MATERIAL PROVIDED:
○ ○ ○ ○ ○ ○ ○
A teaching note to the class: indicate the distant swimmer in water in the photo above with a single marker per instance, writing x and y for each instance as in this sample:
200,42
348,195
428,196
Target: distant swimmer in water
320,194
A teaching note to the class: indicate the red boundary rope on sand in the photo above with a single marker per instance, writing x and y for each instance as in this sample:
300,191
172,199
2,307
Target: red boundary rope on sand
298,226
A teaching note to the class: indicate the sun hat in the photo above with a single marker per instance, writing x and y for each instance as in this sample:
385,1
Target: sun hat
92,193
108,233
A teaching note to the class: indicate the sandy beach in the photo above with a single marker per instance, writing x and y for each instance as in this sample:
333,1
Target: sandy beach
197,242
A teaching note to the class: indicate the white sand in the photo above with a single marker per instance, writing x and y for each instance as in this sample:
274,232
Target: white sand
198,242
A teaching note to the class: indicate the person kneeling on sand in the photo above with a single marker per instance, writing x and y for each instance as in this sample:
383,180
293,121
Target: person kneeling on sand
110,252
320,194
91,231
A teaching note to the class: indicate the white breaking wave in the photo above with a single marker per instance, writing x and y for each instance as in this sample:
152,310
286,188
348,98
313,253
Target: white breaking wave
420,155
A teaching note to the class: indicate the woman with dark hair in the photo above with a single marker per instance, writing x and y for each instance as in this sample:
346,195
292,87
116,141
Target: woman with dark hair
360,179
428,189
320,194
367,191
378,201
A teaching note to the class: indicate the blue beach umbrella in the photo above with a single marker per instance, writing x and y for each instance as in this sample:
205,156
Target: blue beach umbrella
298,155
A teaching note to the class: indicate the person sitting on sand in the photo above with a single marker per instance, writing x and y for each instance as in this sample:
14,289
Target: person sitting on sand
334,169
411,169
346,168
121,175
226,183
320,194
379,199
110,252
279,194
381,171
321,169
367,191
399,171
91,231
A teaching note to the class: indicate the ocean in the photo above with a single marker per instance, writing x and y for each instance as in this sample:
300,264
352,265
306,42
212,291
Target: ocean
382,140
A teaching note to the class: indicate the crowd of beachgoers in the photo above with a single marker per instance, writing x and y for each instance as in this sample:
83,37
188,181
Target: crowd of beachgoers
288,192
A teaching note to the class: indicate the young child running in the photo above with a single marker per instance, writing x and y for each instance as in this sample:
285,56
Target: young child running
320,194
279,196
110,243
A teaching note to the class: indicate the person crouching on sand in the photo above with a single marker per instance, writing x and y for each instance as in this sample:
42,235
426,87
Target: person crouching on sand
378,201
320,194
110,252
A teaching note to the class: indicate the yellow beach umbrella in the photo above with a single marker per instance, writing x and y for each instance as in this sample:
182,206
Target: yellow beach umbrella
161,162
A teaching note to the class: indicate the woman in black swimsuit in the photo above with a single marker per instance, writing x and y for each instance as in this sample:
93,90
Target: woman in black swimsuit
○ ○ ○ ○ ○ ○ ○
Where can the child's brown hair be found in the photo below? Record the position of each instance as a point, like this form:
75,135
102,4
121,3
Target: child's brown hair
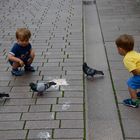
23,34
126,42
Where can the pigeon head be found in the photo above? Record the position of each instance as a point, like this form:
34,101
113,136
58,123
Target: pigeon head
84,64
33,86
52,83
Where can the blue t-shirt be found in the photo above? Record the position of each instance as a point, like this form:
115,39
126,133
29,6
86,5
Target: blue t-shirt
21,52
○ ○ ○ ○ ○ ○ ○
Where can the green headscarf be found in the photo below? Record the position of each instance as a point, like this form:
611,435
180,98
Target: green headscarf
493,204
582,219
○ ○ ○ ○ ○ ○ ○
WHAT YOU NEED TO DO: How many of the lines above contain the word "sitting"? Give only the number.

REPLY TO THE EXERCISE: 2